*** Material for this exercise ***

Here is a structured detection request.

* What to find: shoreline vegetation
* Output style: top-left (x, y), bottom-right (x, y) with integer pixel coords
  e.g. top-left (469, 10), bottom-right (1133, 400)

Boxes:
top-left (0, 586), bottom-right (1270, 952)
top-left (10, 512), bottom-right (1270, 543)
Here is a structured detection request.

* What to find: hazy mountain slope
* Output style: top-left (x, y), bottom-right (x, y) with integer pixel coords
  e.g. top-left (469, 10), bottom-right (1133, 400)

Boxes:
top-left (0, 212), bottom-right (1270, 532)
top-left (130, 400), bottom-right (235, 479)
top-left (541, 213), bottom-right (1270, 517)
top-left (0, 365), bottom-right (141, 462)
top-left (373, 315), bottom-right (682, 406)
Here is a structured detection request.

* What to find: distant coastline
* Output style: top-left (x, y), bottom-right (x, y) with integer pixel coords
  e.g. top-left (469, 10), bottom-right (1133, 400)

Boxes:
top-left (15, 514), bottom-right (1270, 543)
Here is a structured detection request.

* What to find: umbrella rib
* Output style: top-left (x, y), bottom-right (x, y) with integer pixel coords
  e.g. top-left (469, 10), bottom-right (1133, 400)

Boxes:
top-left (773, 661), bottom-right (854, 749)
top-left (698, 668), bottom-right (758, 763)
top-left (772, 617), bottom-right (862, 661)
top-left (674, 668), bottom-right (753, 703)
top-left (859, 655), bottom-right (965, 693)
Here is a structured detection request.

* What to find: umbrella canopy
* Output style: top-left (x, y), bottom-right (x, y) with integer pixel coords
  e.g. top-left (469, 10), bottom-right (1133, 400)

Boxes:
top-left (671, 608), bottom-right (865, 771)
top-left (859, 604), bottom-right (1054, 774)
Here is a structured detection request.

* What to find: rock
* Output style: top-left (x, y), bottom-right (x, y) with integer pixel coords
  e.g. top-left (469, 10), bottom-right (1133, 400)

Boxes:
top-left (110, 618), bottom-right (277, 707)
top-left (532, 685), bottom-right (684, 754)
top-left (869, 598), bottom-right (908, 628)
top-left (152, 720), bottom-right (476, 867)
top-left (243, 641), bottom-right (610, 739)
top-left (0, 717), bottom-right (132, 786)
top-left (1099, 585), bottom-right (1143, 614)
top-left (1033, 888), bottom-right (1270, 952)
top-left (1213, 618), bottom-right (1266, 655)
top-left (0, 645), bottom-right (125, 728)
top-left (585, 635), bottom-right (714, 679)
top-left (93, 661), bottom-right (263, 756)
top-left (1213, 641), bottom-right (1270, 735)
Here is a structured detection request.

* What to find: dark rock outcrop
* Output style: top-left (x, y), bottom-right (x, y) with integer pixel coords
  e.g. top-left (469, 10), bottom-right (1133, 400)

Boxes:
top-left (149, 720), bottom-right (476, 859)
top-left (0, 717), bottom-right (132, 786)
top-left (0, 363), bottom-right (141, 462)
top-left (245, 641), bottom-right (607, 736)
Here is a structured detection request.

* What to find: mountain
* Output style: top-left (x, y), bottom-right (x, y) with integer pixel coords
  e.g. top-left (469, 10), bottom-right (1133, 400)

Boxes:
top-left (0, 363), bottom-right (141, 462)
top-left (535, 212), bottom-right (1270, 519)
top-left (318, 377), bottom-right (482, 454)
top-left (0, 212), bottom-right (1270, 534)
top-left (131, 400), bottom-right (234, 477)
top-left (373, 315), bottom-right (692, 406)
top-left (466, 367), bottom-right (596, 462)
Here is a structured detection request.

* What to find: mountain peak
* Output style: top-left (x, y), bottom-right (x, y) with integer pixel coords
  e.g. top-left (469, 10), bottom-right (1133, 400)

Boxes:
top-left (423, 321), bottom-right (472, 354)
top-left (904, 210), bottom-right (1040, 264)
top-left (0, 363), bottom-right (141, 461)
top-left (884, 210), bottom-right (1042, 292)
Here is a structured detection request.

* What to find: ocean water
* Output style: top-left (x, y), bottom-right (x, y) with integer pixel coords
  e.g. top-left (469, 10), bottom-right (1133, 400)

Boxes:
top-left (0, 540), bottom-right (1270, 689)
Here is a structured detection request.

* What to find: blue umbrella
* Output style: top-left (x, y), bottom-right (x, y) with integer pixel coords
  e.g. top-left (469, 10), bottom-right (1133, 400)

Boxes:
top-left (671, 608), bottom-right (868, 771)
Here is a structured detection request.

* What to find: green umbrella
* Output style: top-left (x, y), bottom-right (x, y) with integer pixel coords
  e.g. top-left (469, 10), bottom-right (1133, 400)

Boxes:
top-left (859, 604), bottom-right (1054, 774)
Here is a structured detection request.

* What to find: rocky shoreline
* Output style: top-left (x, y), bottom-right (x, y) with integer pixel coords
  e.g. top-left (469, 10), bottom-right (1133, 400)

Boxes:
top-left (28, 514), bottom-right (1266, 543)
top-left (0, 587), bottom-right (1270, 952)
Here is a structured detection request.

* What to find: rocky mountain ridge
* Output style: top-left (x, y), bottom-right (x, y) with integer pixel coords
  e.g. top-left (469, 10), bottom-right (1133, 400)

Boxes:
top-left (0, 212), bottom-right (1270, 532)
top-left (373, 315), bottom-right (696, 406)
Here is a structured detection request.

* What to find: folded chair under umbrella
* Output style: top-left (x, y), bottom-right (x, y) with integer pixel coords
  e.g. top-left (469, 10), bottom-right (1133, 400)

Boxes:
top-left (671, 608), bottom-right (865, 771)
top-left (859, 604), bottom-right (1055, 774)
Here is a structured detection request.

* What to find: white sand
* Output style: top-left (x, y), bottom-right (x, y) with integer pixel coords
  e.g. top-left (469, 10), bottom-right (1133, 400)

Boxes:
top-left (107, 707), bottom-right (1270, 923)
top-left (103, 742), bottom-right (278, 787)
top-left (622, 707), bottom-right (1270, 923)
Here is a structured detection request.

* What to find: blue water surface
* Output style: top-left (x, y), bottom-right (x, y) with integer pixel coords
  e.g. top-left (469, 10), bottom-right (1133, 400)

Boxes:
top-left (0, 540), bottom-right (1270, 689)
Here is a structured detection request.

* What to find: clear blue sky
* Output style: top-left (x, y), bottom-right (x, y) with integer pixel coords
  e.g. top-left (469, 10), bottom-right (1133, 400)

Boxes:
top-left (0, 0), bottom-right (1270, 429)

***

→ Task prompt
Going from the start of the data through the line with "top-left (15, 514), bottom-right (1270, 543)", swap every "What to find" for "Target" and write those lines out again with nothing else changed.

→ Response for this exercise
Here is a structured detection request.

* Target: shoreline vegetation
* Output style: top-left (x, y), bottom-right (x, y) with integer pixel coords
  e.g. top-left (469, 10), bottom-right (1133, 400)

Boxes:
top-left (0, 586), bottom-right (1270, 952)
top-left (10, 512), bottom-right (1270, 543)
Here is a structured detection request.

* Target: hazy mountain slope
* Output style: top-left (x, y), bottom-right (x, y) with integer pixel coords
  e.g. top-left (469, 10), bottom-right (1133, 400)

Boxes:
top-left (0, 212), bottom-right (1270, 532)
top-left (130, 400), bottom-right (235, 479)
top-left (541, 213), bottom-right (1270, 517)
top-left (0, 365), bottom-right (141, 462)
top-left (373, 315), bottom-right (682, 406)
Here is a structured detection request.

* Target: distant coastline
* Output style: top-left (x, y), bottom-right (x, y) with integer pixel coords
  e.g. top-left (469, 10), bottom-right (1133, 400)

Boxes:
top-left (15, 514), bottom-right (1270, 543)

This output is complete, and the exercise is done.